- Aim of the exercise
Begin at the line that has "TARGET = forehead" and stop at the end of the material, then write those lines again with "pixel coordinates" replaced by "image coordinates" and everything else left unchanged.

- Exercise input
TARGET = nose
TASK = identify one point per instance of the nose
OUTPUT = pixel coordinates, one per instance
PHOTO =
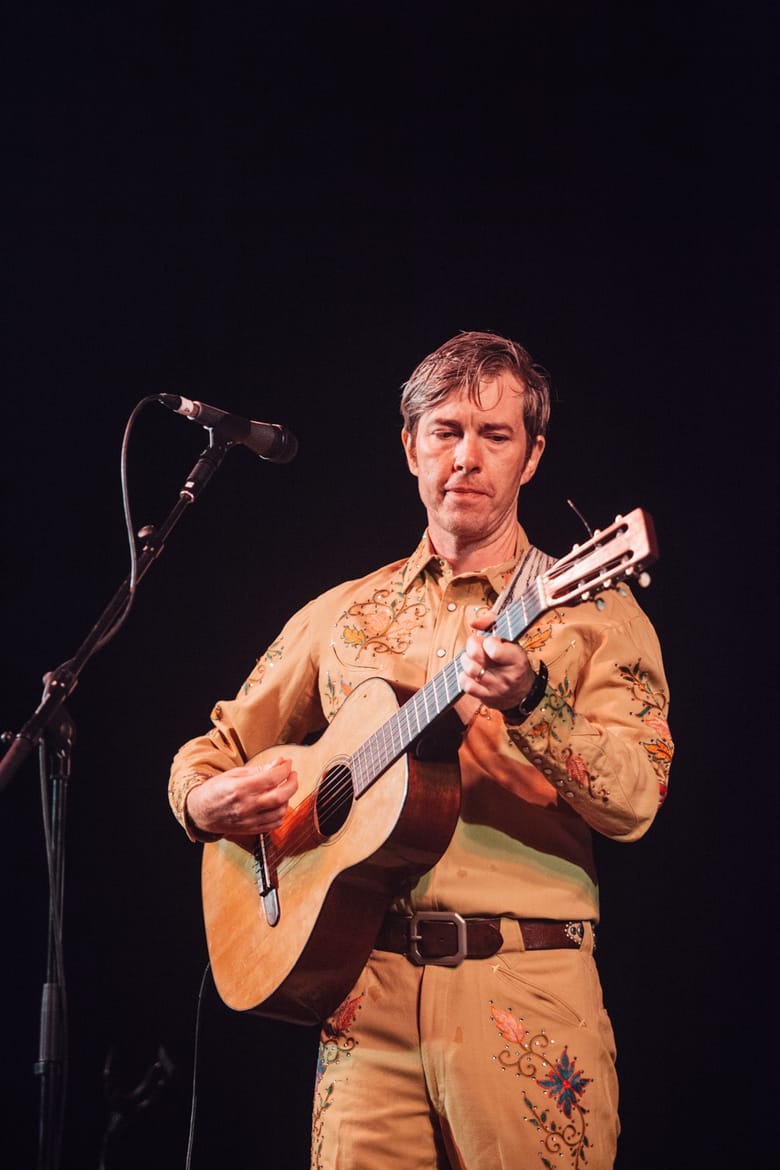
(466, 456)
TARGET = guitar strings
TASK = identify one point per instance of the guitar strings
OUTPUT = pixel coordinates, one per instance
(347, 782)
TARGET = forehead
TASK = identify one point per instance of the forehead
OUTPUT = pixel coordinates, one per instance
(498, 397)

- Complete answer
TARGET = forehead
TASK = identify one point per instance of the forehead
OUTPUT = image coordinates, one per instance
(498, 397)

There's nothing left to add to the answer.